[START THE RECORDS]

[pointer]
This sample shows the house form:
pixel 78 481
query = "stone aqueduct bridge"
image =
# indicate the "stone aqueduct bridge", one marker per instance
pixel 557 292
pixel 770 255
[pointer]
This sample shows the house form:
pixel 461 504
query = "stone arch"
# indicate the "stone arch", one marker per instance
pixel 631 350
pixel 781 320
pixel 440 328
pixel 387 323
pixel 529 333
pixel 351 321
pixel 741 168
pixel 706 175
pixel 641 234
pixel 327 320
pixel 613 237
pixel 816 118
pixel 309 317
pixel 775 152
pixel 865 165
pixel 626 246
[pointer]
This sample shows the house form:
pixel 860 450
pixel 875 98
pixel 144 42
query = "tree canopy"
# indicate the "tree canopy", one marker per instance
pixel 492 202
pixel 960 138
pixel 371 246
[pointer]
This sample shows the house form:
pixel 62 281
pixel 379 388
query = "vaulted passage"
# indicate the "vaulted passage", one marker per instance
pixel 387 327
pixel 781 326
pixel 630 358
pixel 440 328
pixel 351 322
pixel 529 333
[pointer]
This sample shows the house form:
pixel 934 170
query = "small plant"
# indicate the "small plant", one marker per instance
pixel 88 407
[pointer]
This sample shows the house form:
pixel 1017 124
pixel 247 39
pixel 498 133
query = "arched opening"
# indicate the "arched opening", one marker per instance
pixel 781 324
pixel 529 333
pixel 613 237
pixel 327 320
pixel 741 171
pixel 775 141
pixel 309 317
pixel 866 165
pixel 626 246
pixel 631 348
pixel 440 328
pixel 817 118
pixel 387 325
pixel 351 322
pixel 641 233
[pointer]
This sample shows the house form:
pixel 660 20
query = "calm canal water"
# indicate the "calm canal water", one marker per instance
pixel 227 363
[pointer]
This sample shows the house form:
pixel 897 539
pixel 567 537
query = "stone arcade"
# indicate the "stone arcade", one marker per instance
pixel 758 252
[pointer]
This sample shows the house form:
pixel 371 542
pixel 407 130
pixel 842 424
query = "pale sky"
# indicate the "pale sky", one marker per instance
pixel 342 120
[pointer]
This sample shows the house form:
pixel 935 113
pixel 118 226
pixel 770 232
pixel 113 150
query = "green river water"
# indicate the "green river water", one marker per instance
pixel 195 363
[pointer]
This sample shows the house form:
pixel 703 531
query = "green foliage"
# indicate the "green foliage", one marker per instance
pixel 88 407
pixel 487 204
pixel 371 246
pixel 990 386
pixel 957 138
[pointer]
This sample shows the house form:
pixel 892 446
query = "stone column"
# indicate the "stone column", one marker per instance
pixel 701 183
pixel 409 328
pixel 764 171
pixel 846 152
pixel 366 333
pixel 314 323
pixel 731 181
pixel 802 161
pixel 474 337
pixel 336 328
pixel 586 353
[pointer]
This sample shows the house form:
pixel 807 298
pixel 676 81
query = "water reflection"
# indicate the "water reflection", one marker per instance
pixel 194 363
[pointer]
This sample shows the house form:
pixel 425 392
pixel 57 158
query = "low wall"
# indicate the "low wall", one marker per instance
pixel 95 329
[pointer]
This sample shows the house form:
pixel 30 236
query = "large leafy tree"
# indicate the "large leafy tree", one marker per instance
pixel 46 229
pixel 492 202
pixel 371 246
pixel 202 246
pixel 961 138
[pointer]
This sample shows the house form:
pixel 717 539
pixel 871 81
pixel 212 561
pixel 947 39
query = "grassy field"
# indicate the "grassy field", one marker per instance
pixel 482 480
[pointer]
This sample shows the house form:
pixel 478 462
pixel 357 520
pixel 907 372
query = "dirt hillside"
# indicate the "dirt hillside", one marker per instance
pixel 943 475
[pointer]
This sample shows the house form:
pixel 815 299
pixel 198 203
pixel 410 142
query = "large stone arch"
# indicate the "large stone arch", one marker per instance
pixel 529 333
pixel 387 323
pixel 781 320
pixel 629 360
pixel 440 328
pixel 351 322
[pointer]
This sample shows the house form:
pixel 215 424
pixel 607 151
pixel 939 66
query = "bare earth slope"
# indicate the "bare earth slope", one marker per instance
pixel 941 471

[END THE RECORDS]

Please arrange the material as a Markdown table with the columns Row and Line, starting at the first line of the material and ending at the line that contains "pixel 758 252". Put a running number in Row and the line's text in Line, and leave out any blank lines.

● WRITTEN ANSWER:
| Row | Line |
|---|---|
| 1 | [pointer] |
| 2 | This sample shows the house form: |
| 3 | pixel 78 481 |
| 4 | query = "stone aqueduct bridge" |
| 5 | image = |
| 6 | # indicate the "stone aqueduct bridge", one marker per instance |
| 7 | pixel 557 292 |
| 8 | pixel 770 255 |
| 9 | [pointer] |
| 10 | This sample shows the house form: |
| 11 | pixel 461 504 |
| 12 | query = "stone arch" |
| 13 | # indicate the "stone arch", one marker per instance |
| 14 | pixel 631 350 |
| 15 | pixel 781 320 |
| 16 | pixel 440 328 |
| 17 | pixel 387 323 |
| 18 | pixel 529 333 |
| 19 | pixel 351 321 |
| 20 | pixel 741 168 |
| 21 | pixel 706 175 |
| 22 | pixel 641 234 |
| 23 | pixel 327 320 |
| 24 | pixel 613 237 |
| 25 | pixel 816 118 |
| 26 | pixel 309 317 |
| 27 | pixel 775 152 |
| 28 | pixel 865 165 |
| 29 | pixel 626 246 |
| 30 | [pointer] |
| 31 | This sample shows the house form: |
| 32 | pixel 860 450 |
| 33 | pixel 875 98 |
| 34 | pixel 144 42 |
| 35 | query = "tree canopy" |
| 36 | # indicate the "tree canopy", one marker per instance |
| 37 | pixel 492 202 |
| 38 | pixel 960 138 |
| 39 | pixel 371 246 |
| 40 | [pointer] |
| 41 | This sample shows the house form: |
| 42 | pixel 62 281 |
| 43 | pixel 379 388 |
| 44 | query = "vaulted passage" |
| 45 | # indicate the "vaulted passage", one marker per instance |
| 46 | pixel 387 327 |
| 47 | pixel 781 326 |
| 48 | pixel 630 358 |
| 49 | pixel 440 328 |
| 50 | pixel 351 322 |
| 51 | pixel 529 333 |
| 52 | [pointer] |
| 53 | This sample shows the house form: |
| 54 | pixel 934 170 |
| 55 | query = "small plant" |
| 56 | # indicate the "small plant", one marker per instance |
| 57 | pixel 88 407 |
| 58 | [pointer] |
| 59 | This sample shows the house form: |
| 60 | pixel 1017 124 |
| 61 | pixel 247 39 |
| 62 | pixel 498 133 |
| 63 | query = "arched opening" |
| 64 | # indicate the "arched opening", one marker per instance |
| 65 | pixel 781 324 |
| 66 | pixel 529 333 |
| 67 | pixel 613 237 |
| 68 | pixel 327 320 |
| 69 | pixel 741 171 |
| 70 | pixel 775 141 |
| 71 | pixel 309 317 |
| 72 | pixel 866 165 |
| 73 | pixel 626 246 |
| 74 | pixel 631 348 |
| 75 | pixel 440 328 |
| 76 | pixel 817 118 |
| 77 | pixel 387 325 |
| 78 | pixel 351 322 |
| 79 | pixel 641 233 |
| 80 | [pointer] |
| 81 | This sample shows the house form: |
| 82 | pixel 660 20 |
| 83 | query = "calm canal water" |
| 84 | # indicate the "calm canal water", one marker per instance |
| 85 | pixel 227 363 |
| 86 | [pointer] |
| 87 | This sample shows the house form: |
| 88 | pixel 897 539 |
| 89 | pixel 567 537 |
| 90 | query = "stone arcade" |
| 91 | # indicate the "stone arcade", one marker per instance |
| 92 | pixel 758 252 |